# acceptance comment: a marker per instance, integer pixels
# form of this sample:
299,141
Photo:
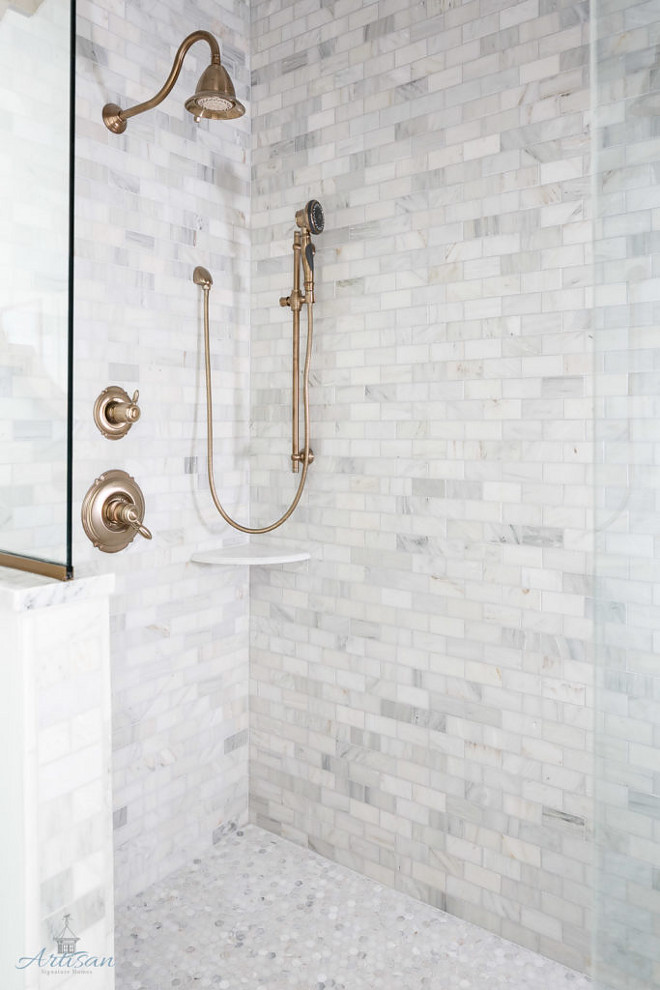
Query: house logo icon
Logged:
66,940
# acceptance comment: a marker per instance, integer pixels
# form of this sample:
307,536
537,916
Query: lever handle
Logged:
124,412
123,513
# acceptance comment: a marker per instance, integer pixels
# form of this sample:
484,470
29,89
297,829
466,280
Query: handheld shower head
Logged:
311,217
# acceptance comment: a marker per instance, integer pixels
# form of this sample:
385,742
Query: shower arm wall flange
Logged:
115,118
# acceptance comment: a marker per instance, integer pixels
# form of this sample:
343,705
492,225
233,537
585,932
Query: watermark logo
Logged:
68,957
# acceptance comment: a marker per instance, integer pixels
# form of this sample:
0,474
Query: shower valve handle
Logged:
123,513
124,412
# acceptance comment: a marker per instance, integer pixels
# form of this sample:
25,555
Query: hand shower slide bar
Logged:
310,220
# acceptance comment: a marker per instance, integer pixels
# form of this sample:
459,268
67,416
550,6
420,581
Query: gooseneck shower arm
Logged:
214,97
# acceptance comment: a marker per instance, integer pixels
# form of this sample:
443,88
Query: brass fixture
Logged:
115,412
311,221
113,510
214,98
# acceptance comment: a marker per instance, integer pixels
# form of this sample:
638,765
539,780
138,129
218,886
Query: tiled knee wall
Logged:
421,690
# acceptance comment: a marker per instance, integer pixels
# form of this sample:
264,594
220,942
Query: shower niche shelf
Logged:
250,554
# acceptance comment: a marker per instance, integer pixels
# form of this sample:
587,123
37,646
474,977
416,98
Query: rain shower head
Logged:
311,218
215,96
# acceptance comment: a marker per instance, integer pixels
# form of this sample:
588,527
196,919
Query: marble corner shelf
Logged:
251,555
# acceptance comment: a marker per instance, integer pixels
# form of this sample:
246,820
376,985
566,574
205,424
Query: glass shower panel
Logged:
626,90
35,55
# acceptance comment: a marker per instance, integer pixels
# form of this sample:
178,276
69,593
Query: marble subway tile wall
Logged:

[Your objective] Output the full set of records above without changing a word, and drop the images.

[Completed task]
# acceptance comment: a marker per instance, integer pixels
# form of this sample:
299,141
Photo:
Query: house logo icon
Logged:
66,940
# acceptance comment: a marker per instance, integer pixels
# form of this sample:
307,536
537,916
Query: lever handle
Logged:
124,412
123,513
# acceptance comment: a marker per instance, integer pixels
# form of this sample:
484,470
29,89
297,829
466,280
Query: handheld shower head
Logged:
311,217
# acceptance comment: a marker per instance, integer pixels
# form of this sample:
385,742
Query: shower arm wall flange
Logged:
115,118
# acceptance comment: a marker per instance, integer pixels
# form of this sample:
343,705
492,225
233,537
585,932
Query: watermark logo
Logged:
68,957
# acceptance comment: a marker per instance, integer pixels
# form of this sample:
0,474
Query: shower valve handle
Logged:
123,513
124,412
# acceptance comment: a marker per instance, integer pixels
# form of this sample:
25,555
Query: hand shower slide bar
Logged:
310,220
# acceptance comment: a marker per instance, integer pixels
# form of this sample:
459,268
67,416
550,6
420,581
Query: gooseneck shower arm
Logged:
214,97
# acceptance comment: a marker per instance, integer pixels
# form of this sample:
443,88
Query: brass fixture
Logged:
115,412
311,221
113,510
214,98
# acceptance comment: a marker per instance, integer pixels
# form of this sample:
638,765
539,780
138,129
218,886
Query: tiled knee wall
Logged:
421,690
# acceptance comment: a marker per instance, integer pixels
# form of this sample:
264,594
220,942
Query: shower niche shelf
Logged:
250,554
# acceptance comment: a marker per instance, integer pixels
# form of this sample:
587,123
37,646
474,977
416,98
Query: rain shower head
Logged:
311,218
215,96
# acceptance comment: a marker per instance, integer pixels
# form of this sample:
588,527
196,919
Query: marble corner shelf
Logged:
251,555
# acceptance comment: a marker per instance, integer pixels
# form of this sample:
246,820
376,985
566,574
205,424
Query: glass shower panel
Logged:
626,90
35,55
# acceptance comment: a marker per instance, integer pixels
# form of this sample:
178,276
69,593
Query: marble subway tile wall
Logged:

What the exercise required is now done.